» **GIVEN INSTRUCTION**
Identify each line in the items below that contains the string "building" and copy those lines.

*** DATA FOR THIS TASK

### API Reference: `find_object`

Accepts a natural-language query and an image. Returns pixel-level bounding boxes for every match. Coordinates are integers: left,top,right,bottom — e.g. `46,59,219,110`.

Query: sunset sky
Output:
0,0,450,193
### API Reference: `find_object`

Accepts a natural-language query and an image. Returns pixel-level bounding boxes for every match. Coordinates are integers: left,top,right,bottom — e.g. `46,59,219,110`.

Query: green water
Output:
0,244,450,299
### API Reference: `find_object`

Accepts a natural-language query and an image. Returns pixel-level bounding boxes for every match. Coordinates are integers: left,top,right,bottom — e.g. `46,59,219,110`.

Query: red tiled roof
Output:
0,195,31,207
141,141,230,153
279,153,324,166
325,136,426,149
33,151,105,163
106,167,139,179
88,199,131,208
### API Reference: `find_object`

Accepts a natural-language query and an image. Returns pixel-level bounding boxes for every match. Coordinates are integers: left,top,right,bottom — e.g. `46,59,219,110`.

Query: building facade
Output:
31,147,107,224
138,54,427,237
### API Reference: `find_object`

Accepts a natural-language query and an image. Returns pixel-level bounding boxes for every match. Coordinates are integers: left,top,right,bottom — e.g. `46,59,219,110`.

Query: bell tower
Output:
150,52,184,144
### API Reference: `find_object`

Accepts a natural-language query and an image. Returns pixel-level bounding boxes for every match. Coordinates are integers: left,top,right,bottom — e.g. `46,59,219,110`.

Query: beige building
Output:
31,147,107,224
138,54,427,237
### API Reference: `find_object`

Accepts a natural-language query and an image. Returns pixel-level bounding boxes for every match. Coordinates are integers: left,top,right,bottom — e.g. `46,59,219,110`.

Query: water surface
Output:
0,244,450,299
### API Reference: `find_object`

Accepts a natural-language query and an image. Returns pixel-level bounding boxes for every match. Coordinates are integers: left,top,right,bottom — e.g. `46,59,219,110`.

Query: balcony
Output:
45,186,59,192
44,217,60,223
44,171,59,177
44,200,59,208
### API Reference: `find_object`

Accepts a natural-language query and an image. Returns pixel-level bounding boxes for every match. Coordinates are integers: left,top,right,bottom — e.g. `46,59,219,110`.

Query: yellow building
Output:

******

» **THE RESPONSE**
Query: building facade
Query: beige building
Query: yellow building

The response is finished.